- Source excerpt:
------------------------------------------------------------

# Frozen Slide with spent casing.



## DBBRecco (May 24, 2012)

Hey guys I'm new to Sig Handguns but am somewhat familiar with Walther handguns. 

I just bought a P229 and love it except for one dumb mistake. I fed a spent casing into the barrel through the ejector port and am unable to remove the casing or work the slide at all. Does anybody have any ideas on how I can fix this easily?

The casing has no projectile or primer than can be set off--IT IS BLANK.

Thanks in advance for your feedback.


----------



## berettabone (Jan 23, 2012)

Unless you have vast knowledge of firearms, take it to a gunsmith..........that would be my suggestion.....


----------



## VAMarine (Dec 25, 2008)

Did you leave the magazine in by any chance?


----------



## DBBRecco (May 24, 2012)

VAMarine said:


> Did you leave the magazine in by any chance?


Not at all. I fed the empty casing through the extractor port and it went into the barrel as it should. I didn't have the magazine in it at all.


----------



## VAMarine (Dec 25, 2008)

Got a rubber mallet and a work bench?


----------



## DBBRecco (May 24, 2012)

I should tomorrow. Any idea if this is a regular problem with Sigs? I never had a problem doing this to a Walther.


----------



## VAMarine (Dec 25, 2008)

DBBRecco said:


> I should tomorrow. Any idea if this is a regular problem with Sigs? I never had a problem doing this to a Walther.


 Chamber might be a little tighter. If you can find a "safe", as in safe from your wife killing you for marring the surface you can try dumping some gun oil down the bore, hopefully it will soak in between the casing and the chamber walls, then try hooking the rear sight on the edge and giving a good lean / downward pressure on the grip frame. If you have the stock Sig rear sights they're pretty tough don't start whacking on anything too hard until you get the rubber mallet.

Common issue? Not that I'm aware of.


----------



## denner (Jun 3, 2011)

Perhaps you got a bent casing lodged in the barrel. I'd try using a study cleaning rod preferably not the aluminum junk and running it down the bore from the muzzle into the casing and tapping it out to free the slide.


----------



## Steve M1911A1 (Feb 6, 2008)

_Don't use a cleaning rod._ You'll ruin the barrel.
Start with penetrating oil (Kroil, maybe).
Then use a piece of wooden dowelling (preferably hardwood, the best being hickory) that'll just fit into the stuck case. Drop it down the barrel from the muzzle.
Brace the frame's handle on something solid but softly padded (a workbench with a folded towel on top), and *tap* on the dowel with a rubber-, plastic-, wood-, leather-, or brass-faced mallet. Don't hammer. Tap.


----------



## hud35500 (May 8, 2010)

A spent shell casing expands on firing, so it would be a very tight fit, but the slide slamming home will force it into the chamber, then you end up with the problem you have. I would never recommend placing a round(loaded or empty) in the chamber and dropping the slide.


----------



## DBBRecco (May 24, 2012)

I appreciate everybody's help so far.

------------------------------------------------------------

- Stored data:
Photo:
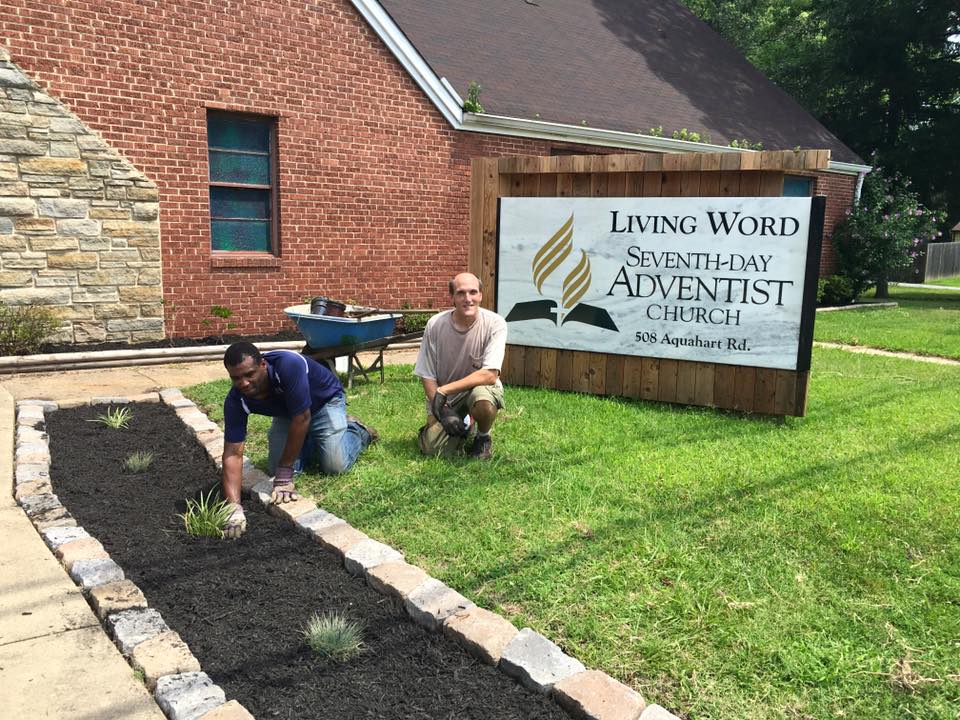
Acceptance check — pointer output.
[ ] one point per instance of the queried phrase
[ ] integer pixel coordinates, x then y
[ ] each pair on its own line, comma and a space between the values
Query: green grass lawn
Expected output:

------------------------------------------------------------

- Objective: In the stuck-casing thread, which wood is named as the best choice for the dowel dropped down the barrel? The material has no connection to the stuck-casing thread.

- Solved problem: Hickory